## GIVEN PROBLEM
Rewrite the listing starting at the line that contains "If you could indicate the yellow bottle" and ending at the line that contains "point(511, 523)", replacing "striped rug" with "woven rug" and leaving everything else unchanged.

## SUPPLIED ENTRIES
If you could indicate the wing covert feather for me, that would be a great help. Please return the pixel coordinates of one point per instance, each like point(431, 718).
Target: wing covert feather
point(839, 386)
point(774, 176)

---

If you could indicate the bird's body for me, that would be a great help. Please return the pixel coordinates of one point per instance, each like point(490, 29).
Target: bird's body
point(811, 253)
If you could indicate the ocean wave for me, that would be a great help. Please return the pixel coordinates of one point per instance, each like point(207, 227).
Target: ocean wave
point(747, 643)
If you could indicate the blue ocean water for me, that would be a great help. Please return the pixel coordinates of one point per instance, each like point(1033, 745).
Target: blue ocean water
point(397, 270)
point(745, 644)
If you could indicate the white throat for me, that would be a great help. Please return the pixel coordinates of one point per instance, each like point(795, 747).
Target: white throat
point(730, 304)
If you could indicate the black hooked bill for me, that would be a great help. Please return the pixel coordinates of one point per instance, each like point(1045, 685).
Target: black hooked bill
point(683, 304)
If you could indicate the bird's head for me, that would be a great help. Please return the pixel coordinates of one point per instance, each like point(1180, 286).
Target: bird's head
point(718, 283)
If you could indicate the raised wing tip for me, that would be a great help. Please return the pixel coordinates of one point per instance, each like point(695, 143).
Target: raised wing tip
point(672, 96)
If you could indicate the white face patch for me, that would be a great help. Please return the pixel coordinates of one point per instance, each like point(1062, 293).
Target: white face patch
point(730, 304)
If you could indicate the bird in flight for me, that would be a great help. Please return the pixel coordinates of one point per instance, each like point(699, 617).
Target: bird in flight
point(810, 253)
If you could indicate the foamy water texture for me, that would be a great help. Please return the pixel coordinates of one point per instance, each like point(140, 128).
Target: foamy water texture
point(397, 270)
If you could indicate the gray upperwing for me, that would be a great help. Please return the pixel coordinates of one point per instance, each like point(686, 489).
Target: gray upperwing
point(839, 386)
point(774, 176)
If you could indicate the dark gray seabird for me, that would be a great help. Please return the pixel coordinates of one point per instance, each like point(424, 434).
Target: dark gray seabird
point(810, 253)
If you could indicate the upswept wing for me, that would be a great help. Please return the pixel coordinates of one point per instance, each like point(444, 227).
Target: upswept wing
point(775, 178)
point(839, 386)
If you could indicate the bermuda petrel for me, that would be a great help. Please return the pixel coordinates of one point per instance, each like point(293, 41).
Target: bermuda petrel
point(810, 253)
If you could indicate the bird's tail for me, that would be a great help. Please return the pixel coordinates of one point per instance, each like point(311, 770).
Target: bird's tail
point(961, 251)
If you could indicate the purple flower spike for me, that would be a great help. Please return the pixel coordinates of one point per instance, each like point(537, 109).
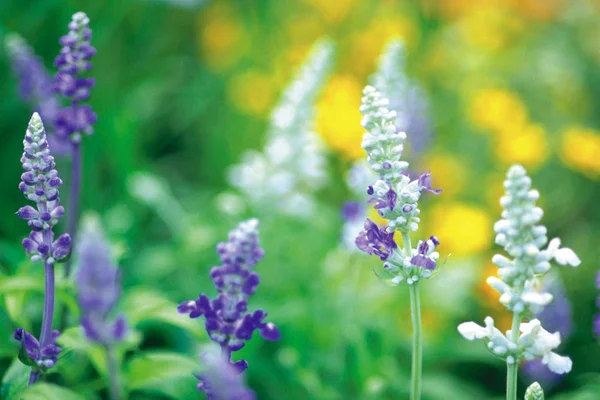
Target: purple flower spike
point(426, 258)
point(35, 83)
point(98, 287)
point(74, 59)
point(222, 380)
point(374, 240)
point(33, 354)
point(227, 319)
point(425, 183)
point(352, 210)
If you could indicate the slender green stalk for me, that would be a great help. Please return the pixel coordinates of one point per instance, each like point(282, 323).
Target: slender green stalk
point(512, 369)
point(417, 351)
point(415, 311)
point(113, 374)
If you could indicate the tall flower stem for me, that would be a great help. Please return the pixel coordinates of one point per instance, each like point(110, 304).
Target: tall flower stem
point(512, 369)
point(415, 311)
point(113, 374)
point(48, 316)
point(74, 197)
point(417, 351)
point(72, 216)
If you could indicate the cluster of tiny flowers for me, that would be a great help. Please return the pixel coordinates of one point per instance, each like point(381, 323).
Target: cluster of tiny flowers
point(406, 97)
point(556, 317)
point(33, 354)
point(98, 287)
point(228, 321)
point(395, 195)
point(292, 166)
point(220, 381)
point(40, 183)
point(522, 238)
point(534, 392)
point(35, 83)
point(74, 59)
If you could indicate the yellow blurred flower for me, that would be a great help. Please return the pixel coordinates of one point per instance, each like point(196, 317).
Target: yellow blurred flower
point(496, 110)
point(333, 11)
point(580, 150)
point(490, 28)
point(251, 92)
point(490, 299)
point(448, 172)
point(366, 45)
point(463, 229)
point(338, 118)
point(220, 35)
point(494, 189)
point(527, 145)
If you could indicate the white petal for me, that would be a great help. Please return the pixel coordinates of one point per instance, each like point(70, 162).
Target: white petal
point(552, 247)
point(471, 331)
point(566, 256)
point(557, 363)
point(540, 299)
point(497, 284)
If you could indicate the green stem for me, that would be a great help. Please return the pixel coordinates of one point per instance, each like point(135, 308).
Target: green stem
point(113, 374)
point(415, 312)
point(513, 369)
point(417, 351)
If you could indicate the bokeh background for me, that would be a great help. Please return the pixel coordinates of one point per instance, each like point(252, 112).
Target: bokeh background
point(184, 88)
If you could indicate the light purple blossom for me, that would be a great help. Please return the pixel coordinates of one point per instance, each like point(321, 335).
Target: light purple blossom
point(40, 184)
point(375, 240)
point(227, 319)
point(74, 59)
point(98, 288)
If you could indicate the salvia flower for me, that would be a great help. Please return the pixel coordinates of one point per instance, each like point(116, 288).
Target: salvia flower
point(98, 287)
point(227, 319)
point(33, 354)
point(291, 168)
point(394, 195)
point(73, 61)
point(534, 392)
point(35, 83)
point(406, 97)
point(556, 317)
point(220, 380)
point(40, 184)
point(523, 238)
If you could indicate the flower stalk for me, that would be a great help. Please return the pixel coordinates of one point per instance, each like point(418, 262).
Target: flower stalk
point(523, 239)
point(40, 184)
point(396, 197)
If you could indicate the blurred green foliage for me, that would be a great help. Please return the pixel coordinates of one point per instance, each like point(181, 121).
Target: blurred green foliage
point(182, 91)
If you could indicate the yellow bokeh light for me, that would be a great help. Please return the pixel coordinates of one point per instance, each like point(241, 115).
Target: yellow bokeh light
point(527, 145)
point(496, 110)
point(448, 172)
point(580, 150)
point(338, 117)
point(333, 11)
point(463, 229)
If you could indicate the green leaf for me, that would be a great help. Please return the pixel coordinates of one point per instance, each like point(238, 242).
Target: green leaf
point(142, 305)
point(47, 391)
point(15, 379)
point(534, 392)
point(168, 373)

* * *

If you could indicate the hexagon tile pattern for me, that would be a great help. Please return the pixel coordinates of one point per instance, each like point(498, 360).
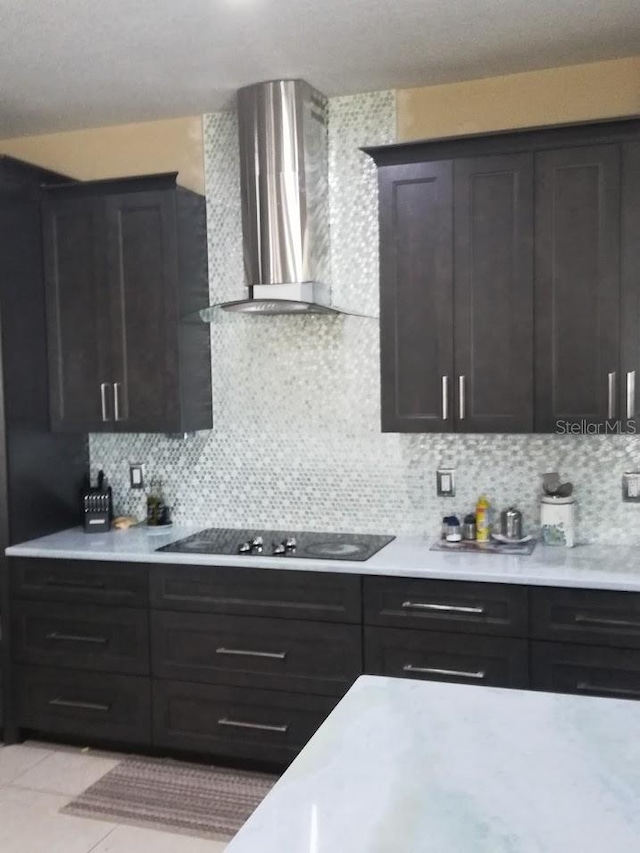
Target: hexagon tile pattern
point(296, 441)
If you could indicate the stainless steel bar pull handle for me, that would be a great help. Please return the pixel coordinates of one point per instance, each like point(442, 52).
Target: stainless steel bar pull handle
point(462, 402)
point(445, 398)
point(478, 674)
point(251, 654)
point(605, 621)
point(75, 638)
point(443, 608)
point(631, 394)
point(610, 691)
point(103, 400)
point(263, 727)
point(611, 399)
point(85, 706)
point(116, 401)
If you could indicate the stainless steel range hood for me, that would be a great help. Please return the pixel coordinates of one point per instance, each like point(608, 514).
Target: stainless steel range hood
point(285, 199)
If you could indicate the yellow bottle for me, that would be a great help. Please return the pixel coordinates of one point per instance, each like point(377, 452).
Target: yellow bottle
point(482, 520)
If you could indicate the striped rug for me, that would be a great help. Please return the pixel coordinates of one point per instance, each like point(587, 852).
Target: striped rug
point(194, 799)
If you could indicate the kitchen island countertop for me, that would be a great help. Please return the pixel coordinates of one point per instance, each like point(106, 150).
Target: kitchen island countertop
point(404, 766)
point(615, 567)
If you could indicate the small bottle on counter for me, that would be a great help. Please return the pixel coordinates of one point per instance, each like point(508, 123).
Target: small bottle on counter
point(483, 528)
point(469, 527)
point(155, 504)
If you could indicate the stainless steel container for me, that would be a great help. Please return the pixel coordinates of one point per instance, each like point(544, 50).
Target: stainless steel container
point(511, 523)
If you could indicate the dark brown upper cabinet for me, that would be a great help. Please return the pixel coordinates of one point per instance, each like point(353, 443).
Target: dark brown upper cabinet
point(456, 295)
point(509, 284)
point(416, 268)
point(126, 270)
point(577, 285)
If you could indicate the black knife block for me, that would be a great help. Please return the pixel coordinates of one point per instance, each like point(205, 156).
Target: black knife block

## SOLUTION FOR THIS TASK
If you could indicate the yellow bottle for me, that would be a great help. Please return the pixel coordinates of one point per instance, each like point(377, 452).
Target: yellow bottle
point(482, 520)
If you could indicate the woven rug for me, that would be a great help. Please return the pixel coordinates of one point per instance, each like point(587, 852).
Target: woven rug
point(194, 799)
If you could indicate the kitchen island countertop for me, that would be a great help. Please return the pixel coordinates of one point per instance, each like point(106, 150).
Target: kitchen island countertop
point(404, 766)
point(615, 567)
If you could indicate the small bottle on counter for me, that would be a great help. Please return the pixel coordinates of one point per instance, each like point(508, 123).
Target: small bottle on counter
point(483, 528)
point(469, 527)
point(155, 504)
If you could indicate the stainless steel container for me, that would be a great help. Please return the pixel coordinates of one point per instance, each like point(544, 50).
Target: stainless steel container
point(511, 523)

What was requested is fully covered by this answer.